### What you will do:
Reproduce the lines of the data below verbatim, starting with the line that contains "tiger's head, each" and continuing through the end of the data, with both of those ends included.

(Records from a dataset)
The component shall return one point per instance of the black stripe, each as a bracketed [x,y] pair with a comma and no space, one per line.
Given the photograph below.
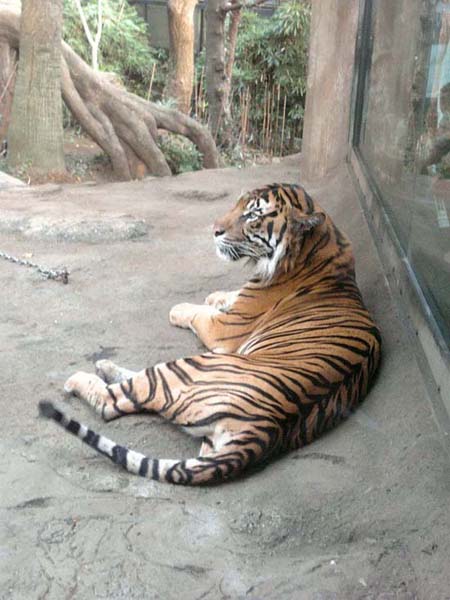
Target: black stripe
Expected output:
[143,469]
[119,455]
[73,427]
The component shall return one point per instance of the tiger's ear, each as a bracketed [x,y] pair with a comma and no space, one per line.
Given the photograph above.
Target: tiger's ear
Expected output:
[302,222]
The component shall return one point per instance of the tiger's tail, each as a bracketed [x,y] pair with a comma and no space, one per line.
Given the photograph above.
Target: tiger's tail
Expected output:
[218,466]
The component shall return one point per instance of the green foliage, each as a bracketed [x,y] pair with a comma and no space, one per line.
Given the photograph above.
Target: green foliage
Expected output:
[124,46]
[272,56]
[180,153]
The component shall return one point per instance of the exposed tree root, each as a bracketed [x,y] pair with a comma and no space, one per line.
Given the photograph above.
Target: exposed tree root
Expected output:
[122,124]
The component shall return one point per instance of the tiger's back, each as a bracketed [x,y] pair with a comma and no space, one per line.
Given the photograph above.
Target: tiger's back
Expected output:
[290,354]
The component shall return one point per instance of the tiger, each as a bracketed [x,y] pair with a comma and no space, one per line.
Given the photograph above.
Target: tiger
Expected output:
[288,356]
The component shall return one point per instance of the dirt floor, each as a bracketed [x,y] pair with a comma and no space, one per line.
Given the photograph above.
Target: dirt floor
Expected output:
[362,513]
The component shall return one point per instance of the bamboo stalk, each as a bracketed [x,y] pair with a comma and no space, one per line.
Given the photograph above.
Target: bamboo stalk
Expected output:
[282,126]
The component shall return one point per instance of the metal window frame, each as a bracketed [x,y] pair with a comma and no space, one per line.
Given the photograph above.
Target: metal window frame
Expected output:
[432,350]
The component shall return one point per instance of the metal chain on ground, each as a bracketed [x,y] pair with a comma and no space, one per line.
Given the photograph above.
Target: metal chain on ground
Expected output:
[56,274]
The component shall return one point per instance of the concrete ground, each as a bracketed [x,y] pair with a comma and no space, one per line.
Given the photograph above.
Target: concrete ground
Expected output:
[363,513]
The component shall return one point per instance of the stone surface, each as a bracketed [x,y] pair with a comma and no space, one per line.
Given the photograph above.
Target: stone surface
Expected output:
[360,514]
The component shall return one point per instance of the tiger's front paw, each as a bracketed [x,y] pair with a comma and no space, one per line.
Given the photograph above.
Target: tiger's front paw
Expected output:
[181,315]
[86,386]
[223,301]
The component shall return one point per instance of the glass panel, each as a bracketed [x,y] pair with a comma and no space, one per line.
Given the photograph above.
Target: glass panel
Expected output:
[405,134]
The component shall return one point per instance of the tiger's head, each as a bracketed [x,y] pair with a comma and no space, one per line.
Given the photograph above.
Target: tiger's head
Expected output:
[268,226]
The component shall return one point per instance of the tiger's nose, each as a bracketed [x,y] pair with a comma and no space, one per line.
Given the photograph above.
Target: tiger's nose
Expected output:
[218,230]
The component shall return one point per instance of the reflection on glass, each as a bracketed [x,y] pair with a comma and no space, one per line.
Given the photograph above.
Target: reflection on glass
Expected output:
[405,135]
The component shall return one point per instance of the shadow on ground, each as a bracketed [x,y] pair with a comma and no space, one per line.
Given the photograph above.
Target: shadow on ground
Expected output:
[360,514]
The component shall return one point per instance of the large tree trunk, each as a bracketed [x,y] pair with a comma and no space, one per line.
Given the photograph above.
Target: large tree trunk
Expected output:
[122,124]
[35,136]
[8,65]
[215,63]
[181,37]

### Finished answer:
The component shall return one point per instance of the tiger's head, each as a bracketed [x,y] pair with a comma and no space, one per line.
Given the photograph above.
Target: tiger's head
Expected output:
[268,226]
The component shall return one point per instance of the tiger's nose, each as a bracketed [x,y] pair with a comma and no space, one per line.
Given the photograph above.
Target: tiger's nose
Expected output:
[218,230]
The component shall return one point per instance of the reflection on glass, each as a bracketed [x,y] pair with a comma and no space, one per line.
Given the photograph above.
Target: reflection on glass
Expected output:
[405,135]
The component shall return one point per instance of the shadow on ground, each as a bracketed [x,y] pair with a comma and no space, one per line.
Given the photograph above.
Target: shadow on ground
Expected output:
[360,514]
The component shall return one point per instance of the large tree trunk, each as a bracketed [x,y] pair with a comma and no space, one per line.
Given the photograph above.
Target: large tree trunk
Expected output:
[122,124]
[35,136]
[8,65]
[215,63]
[181,37]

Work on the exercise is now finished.